Text segment ->
--- --- ---

The Poole Rule
If the Chase started today, there would be four drivers in the Chase without a win: Rusty Wallace (4th in points), Mark Martin (5th), Ryan Newman (8th) and Jamie McMurray (10th). Four other drivers who did manage to take a checkered flag this season -- Jeff Gordon (3 wins), Kevin Harvick (1), Dale Earnhardt Jr. (1) and Kasey Kahne (1) -- would be on the outside looking in.
I can go either way on this. Sure, NASCAR should do more to reward wins, and it would be a shame for someone to win the season title without actually winning a race. (There will be at least one driver in the Chase without a victory so far this year, so it is possible that the 2005 champ won't have gotten to Victory Lane unless they'd gotten themselves on the guest list.) But while wins are nice, finishing toward the front each week is important, too. Just because Jeff Gordon has three wins, we shouldn't overlook the fact he's got eight finishes in the 30s. And don't start on Dale Jr., who has one win and three finishes in the 40s.

--- --- ---

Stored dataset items
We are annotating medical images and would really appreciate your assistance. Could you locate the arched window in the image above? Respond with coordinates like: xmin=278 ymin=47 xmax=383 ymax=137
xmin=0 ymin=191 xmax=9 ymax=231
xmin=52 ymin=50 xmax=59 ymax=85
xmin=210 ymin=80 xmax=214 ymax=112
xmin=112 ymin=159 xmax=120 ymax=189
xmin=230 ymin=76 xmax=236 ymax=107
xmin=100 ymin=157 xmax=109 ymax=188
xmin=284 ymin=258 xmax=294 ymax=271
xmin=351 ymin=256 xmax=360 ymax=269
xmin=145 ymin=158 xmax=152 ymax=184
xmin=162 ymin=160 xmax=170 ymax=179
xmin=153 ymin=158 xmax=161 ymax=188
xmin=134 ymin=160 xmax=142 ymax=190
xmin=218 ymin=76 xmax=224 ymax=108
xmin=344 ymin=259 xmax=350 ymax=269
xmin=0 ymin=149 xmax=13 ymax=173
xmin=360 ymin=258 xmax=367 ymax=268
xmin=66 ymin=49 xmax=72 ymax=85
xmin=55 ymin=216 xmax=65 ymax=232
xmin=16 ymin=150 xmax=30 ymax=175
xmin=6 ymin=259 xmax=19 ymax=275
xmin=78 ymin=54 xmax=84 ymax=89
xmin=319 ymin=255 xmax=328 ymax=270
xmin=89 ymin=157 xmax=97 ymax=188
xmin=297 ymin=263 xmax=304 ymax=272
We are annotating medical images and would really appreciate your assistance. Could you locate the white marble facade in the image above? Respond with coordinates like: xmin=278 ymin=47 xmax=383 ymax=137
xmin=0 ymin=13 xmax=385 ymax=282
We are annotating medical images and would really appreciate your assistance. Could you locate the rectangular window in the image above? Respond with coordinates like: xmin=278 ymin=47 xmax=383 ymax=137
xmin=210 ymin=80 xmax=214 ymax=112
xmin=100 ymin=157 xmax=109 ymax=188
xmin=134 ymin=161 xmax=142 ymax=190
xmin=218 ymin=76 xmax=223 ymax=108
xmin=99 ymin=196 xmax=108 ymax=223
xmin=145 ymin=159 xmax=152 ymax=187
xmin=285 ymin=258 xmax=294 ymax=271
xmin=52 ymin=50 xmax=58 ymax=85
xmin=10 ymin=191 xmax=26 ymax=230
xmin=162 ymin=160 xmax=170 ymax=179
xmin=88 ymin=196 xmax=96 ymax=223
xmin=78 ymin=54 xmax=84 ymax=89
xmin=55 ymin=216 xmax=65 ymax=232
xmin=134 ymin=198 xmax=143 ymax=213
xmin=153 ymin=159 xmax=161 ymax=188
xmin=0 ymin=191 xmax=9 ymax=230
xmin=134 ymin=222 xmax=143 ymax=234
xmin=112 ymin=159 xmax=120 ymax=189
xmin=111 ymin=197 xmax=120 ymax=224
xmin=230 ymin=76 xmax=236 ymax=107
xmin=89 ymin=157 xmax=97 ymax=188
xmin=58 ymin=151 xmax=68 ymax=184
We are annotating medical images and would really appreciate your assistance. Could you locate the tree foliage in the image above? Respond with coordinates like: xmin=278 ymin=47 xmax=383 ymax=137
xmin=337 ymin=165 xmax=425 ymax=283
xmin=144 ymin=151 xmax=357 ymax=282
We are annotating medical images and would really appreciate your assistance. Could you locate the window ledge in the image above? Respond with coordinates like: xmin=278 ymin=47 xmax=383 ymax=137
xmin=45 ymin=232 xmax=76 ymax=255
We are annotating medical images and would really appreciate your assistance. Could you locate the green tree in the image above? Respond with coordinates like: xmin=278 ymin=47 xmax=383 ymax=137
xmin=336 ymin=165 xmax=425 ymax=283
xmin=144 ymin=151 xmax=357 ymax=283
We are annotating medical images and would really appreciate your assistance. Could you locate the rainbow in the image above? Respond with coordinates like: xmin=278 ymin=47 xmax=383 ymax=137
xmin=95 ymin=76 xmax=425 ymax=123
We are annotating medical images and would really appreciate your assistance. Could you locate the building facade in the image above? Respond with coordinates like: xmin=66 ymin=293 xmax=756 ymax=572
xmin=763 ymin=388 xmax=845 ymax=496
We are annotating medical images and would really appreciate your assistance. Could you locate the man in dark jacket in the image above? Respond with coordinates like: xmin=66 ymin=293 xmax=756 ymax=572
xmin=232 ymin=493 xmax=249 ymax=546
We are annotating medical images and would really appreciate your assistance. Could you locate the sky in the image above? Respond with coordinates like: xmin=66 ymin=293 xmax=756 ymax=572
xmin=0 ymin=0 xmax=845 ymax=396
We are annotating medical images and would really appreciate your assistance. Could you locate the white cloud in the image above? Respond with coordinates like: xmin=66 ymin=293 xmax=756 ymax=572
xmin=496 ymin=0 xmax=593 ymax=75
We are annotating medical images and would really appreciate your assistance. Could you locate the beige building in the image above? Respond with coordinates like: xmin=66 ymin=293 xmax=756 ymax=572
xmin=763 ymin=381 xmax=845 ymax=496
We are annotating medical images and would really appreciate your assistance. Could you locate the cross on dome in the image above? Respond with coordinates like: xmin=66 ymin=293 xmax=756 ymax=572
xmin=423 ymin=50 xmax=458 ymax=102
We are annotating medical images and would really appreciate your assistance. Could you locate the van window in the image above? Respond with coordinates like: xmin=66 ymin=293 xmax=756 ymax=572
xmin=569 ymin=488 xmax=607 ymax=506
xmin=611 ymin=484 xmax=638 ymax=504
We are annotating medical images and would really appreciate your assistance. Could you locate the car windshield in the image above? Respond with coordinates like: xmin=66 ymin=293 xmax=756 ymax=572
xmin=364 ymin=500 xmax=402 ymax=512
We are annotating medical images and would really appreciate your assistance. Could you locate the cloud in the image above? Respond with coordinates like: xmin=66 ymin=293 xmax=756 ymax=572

--- --- ---

What to work on ->
1: In the Poole Rule piece, name every driver who would make the Chase without a win if it started today.
2: Answer these from the Poole Rule piece:
(a) Where does Ryan Newman stand in points?
(b) How many finishes in the 30s does Jeff Gordon have?
(c) How many finishes in the 40s does Dale Jr. have?
3: Write out the part of the Poole Rule piece starting with "I can go either" and going on through "in the 40s.".
You won't need the records at all.

Answers to the tasks ->
1: Rusty Wallace, Mark Martin, Ryan Newman, Jamie McMurray

2:
(a) 8th
(b) Eight
(c) Three

3:
I can go either way on this. Sure, NASCAR should do more to reward wins, and it would be a shame for someone to win the season title without actually winning a race. (There will be at least one driver in the Chase without a victory so far this year, so it is possible that the 2005 champ won't have gotten to Victory Lane unless they'd gotten themselves on the guest list.) But while wins are nice, finishing toward the front each week is important, too. Just because Jeff Gordon has three wins, we shouldn't overlook the fact he's got eight finishes in the 30s. And don't start on Dale Jr., who has one win and three finishes in the 40s.